--- Records provided ---
= = =
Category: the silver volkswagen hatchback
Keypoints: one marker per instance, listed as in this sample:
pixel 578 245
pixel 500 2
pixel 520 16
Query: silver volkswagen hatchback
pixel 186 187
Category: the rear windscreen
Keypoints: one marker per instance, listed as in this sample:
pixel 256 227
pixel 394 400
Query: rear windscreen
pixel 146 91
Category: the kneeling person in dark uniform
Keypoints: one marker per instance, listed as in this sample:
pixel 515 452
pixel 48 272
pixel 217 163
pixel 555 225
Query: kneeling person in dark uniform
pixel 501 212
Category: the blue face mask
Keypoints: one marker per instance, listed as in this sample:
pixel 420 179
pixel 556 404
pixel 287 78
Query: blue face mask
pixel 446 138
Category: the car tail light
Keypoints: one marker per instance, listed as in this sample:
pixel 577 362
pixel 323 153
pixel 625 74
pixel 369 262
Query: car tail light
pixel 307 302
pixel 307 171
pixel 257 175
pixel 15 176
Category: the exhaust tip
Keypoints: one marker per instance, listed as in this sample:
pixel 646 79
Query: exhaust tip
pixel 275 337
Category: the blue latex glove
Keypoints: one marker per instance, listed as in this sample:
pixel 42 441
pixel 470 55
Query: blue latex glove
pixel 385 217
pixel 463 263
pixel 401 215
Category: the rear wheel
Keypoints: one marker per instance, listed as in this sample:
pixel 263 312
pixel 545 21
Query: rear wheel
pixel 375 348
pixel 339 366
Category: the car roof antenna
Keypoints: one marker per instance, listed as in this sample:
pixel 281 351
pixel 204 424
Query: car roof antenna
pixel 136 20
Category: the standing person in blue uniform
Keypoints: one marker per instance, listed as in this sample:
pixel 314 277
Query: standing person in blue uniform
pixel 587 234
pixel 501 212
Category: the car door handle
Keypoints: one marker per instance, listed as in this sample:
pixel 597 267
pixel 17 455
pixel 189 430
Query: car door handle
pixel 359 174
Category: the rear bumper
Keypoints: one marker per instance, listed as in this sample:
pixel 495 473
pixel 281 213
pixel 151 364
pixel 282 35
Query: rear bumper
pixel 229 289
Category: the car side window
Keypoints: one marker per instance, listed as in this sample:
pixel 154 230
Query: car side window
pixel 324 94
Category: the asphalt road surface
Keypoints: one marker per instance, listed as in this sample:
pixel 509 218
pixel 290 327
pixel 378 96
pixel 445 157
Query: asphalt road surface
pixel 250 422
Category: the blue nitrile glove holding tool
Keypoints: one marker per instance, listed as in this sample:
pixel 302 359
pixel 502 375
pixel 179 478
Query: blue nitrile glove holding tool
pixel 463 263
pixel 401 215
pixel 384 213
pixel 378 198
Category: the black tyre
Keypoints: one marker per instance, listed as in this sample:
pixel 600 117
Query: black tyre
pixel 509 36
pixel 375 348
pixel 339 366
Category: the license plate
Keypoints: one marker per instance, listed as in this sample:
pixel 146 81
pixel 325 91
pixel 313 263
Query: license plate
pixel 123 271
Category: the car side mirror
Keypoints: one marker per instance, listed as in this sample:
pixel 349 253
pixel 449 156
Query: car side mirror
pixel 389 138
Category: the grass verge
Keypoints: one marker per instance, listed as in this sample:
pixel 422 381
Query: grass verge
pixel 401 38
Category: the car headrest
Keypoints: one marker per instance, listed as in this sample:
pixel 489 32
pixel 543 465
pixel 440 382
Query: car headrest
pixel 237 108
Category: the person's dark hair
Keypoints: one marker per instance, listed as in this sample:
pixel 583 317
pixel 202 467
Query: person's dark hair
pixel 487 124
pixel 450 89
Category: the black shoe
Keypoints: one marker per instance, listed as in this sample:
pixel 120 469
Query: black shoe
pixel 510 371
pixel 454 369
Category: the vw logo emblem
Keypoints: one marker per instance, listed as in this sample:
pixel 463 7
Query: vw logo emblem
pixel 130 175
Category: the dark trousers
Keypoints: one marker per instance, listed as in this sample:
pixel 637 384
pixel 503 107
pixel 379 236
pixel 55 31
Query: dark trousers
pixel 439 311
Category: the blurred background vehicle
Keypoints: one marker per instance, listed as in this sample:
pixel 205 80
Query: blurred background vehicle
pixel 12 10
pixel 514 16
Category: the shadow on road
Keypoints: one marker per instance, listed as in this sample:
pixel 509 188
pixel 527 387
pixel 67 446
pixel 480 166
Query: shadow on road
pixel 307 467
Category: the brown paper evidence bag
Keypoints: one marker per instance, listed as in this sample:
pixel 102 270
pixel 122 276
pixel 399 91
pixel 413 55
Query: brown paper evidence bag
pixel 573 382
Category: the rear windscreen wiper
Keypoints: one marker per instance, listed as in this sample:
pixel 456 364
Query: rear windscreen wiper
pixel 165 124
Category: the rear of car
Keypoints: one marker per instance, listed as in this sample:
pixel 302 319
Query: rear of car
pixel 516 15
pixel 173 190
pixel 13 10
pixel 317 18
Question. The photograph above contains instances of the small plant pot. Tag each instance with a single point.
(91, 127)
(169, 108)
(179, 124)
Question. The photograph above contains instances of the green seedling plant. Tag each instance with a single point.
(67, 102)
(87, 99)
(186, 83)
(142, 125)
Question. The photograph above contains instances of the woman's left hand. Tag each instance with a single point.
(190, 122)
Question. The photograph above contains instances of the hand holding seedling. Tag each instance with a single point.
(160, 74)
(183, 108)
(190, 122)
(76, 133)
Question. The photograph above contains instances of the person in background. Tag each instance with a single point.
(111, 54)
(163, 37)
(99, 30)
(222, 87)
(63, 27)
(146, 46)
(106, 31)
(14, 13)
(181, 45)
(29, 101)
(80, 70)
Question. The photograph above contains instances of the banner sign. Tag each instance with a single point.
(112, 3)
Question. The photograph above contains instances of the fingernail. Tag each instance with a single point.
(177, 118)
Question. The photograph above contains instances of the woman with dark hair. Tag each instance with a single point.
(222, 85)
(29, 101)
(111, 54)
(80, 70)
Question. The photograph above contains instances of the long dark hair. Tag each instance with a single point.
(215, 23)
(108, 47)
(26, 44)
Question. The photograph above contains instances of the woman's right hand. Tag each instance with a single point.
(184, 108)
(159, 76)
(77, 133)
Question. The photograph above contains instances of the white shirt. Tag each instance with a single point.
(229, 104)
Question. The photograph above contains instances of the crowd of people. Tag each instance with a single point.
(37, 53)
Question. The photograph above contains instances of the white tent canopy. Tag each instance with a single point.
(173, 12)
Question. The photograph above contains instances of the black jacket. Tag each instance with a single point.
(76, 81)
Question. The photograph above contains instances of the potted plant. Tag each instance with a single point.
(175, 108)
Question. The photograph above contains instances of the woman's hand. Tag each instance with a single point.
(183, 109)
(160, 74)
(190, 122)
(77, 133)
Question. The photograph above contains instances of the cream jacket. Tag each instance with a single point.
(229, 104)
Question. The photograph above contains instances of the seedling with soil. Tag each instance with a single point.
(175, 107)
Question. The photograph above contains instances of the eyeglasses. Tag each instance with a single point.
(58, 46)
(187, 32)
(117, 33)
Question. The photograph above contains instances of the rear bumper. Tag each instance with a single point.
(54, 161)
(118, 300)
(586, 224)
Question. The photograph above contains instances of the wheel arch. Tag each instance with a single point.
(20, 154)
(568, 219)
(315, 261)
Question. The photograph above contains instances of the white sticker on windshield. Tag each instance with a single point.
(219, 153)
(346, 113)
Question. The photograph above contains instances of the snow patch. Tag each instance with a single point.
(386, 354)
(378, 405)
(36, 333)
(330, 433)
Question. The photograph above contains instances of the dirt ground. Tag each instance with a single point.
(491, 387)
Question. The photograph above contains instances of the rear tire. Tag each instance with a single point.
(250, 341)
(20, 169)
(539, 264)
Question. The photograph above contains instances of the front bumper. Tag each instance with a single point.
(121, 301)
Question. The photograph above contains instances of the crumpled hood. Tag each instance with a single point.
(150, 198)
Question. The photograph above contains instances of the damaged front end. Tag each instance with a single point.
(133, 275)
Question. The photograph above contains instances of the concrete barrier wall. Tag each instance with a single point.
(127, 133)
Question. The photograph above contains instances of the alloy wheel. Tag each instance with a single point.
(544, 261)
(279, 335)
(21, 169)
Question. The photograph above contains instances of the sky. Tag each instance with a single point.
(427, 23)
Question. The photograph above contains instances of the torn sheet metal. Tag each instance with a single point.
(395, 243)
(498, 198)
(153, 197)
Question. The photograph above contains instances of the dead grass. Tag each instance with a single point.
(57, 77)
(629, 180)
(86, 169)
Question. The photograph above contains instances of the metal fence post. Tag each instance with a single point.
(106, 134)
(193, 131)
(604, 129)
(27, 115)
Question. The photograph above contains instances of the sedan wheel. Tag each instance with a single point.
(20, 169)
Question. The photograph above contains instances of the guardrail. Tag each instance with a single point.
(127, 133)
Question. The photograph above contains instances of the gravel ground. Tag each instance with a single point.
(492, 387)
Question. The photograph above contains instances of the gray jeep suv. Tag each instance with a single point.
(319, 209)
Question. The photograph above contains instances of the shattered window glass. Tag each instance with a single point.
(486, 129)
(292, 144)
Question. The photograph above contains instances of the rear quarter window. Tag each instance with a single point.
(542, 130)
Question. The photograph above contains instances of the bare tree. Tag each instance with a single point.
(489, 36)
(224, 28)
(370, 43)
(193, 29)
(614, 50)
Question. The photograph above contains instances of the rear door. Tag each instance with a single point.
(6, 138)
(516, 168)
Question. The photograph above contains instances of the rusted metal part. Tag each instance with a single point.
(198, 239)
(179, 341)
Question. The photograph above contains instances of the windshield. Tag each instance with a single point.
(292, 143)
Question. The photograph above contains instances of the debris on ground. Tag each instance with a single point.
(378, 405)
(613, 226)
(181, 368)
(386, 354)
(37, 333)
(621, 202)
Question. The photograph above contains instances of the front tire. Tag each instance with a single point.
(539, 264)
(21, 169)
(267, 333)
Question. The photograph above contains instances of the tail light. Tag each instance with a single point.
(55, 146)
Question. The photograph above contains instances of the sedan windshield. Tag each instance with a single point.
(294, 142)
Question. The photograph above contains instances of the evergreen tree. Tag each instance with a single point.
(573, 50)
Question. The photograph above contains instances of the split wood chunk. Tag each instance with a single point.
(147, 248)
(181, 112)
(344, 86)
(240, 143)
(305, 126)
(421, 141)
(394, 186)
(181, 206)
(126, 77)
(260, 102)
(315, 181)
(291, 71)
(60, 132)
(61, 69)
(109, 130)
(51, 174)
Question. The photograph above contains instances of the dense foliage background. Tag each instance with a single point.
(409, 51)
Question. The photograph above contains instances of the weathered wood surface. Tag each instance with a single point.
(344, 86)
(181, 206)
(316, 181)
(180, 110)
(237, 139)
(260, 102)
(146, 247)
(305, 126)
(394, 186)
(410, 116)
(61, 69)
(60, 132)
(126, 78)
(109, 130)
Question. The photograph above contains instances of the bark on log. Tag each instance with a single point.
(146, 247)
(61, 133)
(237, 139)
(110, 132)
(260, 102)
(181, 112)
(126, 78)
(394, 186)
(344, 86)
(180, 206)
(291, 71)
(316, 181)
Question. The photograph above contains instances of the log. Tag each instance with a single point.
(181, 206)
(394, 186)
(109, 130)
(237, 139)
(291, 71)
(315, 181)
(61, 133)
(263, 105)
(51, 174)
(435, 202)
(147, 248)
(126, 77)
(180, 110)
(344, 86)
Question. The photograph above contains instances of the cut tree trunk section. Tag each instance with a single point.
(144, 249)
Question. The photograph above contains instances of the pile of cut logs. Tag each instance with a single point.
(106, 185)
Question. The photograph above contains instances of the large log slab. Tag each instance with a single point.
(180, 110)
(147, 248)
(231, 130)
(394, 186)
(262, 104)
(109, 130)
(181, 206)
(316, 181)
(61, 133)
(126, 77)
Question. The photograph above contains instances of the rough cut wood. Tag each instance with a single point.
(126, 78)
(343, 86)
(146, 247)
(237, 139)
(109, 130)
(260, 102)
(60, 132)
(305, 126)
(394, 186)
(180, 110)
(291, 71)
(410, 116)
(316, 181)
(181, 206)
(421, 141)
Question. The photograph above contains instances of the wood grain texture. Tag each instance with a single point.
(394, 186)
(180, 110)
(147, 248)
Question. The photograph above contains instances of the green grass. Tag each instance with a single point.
= = =
--- What you are asked to do ---
Write out the records above exactly, from the opening line to the line with "Category: the car door handle", including both, with nothing added.

--- Task response ---
Category: the silver volkswagen hatchback
Keypoints: one marker per instance, listed as in this sample:
pixel 578 245
pixel 500 2
pixel 520 16
Query: silver volkswagen hatchback
pixel 186 187
Category: the rear windscreen
Keypoints: one marker per instance, listed as in this sample:
pixel 256 227
pixel 394 400
Query: rear windscreen
pixel 146 91
Category: the kneeling person in dark uniform
Keypoints: one marker per instance, listed as in this sample:
pixel 515 452
pixel 48 272
pixel 217 163
pixel 555 225
Query: kneeling person in dark uniform
pixel 501 212
Category: the blue face mask
Keypoints: one marker per instance, listed as in this sample:
pixel 420 179
pixel 556 404
pixel 287 78
Query: blue face mask
pixel 446 138
Category: the car tail light
Keypoints: one marker per instance, listed as in this sample:
pixel 577 362
pixel 323 153
pixel 625 74
pixel 369 262
Query: car tail light
pixel 307 302
pixel 307 171
pixel 257 175
pixel 15 176
Category: the exhaust tip
Keypoints: one marker per instance, listed as in this sample:
pixel 646 79
Query: exhaust tip
pixel 275 337
Category: the blue latex glove
Keypoints: one marker per instance, listed as in this sample:
pixel 42 441
pixel 470 55
Query: blue latex glove
pixel 385 217
pixel 463 263
pixel 401 215
Category: the rear wheel
Keypoints: one marker per instance, listed as in this sample:
pixel 263 312
pixel 545 21
Query: rear wheel
pixel 375 348
pixel 339 366
Category: the car roof antenna
Keypoints: one marker per instance, listed as in this sample:
pixel 281 351
pixel 204 424
Query: car roof antenna
pixel 136 20
Category: the standing person in blue uniform
Keypoints: one marker per instance, listed as in this sample:
pixel 314 277
Query: standing person in blue uniform
pixel 587 234
pixel 501 212
Category: the car door handle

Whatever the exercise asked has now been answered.